● **REQUIREMENT**: Repeat every one of the records below word for word, keeping each line unchanged.

● **DATA ENTRIES**:
[start]
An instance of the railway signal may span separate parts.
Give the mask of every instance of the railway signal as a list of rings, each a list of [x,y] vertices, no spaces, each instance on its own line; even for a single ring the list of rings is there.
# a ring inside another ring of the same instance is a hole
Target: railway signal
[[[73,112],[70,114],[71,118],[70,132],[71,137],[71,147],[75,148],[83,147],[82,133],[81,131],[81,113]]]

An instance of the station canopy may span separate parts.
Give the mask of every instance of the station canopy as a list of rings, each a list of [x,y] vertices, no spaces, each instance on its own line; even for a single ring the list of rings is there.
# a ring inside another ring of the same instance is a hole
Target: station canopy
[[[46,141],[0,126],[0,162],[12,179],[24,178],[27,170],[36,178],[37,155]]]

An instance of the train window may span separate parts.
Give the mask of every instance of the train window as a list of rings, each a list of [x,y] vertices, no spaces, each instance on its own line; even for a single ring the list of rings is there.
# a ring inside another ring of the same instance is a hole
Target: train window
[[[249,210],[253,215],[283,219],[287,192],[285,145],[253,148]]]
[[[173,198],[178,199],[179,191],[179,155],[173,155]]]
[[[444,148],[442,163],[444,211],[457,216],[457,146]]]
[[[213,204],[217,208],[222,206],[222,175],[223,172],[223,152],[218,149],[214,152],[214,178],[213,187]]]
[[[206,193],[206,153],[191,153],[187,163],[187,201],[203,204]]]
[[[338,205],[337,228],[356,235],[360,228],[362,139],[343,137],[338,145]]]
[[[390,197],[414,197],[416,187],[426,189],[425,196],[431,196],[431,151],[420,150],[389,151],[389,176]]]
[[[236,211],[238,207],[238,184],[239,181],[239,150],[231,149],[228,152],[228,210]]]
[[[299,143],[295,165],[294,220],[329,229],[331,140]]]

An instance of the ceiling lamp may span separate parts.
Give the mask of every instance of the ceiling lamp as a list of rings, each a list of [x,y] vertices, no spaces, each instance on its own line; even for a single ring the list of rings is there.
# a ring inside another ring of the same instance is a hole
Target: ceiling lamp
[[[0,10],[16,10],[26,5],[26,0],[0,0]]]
[end]
● **TASK RESPONSE**:
An instance of the railway signal may span separate parts.
Give the mask of every instance of the railway signal as a list of rings, each a list of [x,y] vertices, no spaces, each instance on its own line; even for a single ring the list of rings is there.
# a ring inside another ring of the same instance is a hole
Target: railway signal
[[[73,112],[70,114],[71,118],[70,132],[71,137],[71,147],[75,148],[83,147],[82,133],[81,131],[81,113]]]

An instance of the station canopy may span separate parts.
Give the mask of every instance of the station canopy as a list of rings, each a list of [x,y] vertices, no spaces, each instance on its own line; even for a single ring the list of rings is there.
# a ring inside another ring of the same instance is a hole
Target: station canopy
[[[46,141],[0,126],[0,162],[12,179],[24,178],[27,170],[36,178],[37,155]]]

An instance of the train window may span separate parts.
Give the mask of every instance of the train window as a list of rings, each a list of [x,y] vertices, no spaces, each instance on its own line; even for a single ring the list of rings is there.
# a ring inside another ring of the same instance is a hole
Target: train window
[[[249,210],[253,215],[283,219],[287,192],[285,145],[253,148]]]
[[[173,198],[178,199],[179,191],[179,155],[173,155]]]
[[[444,148],[442,163],[444,211],[457,216],[457,146]]]
[[[213,204],[217,208],[222,206],[222,175],[223,172],[223,152],[218,149],[214,152],[214,178],[213,187]]]
[[[206,193],[206,153],[191,153],[187,163],[187,201],[203,204]]]
[[[338,205],[337,228],[356,235],[360,228],[362,139],[343,137],[338,145]]]
[[[390,197],[414,197],[416,187],[426,189],[425,196],[431,196],[431,151],[420,150],[389,151],[389,176]]]
[[[236,211],[238,207],[238,184],[239,181],[239,150],[231,149],[228,152],[228,210]]]
[[[299,143],[295,165],[294,220],[329,229],[331,140]]]

An instance of the ceiling lamp may span separate parts.
Give the mask of every instance of the ceiling lamp as a list of rings, each a list of [x,y] vertices, no spaces, each instance on its own line; even for a single ring the list of rings is there.
# a ring inside another ring of the same instance is a hole
Target: ceiling lamp
[[[0,10],[16,10],[26,5],[26,0],[0,0]]]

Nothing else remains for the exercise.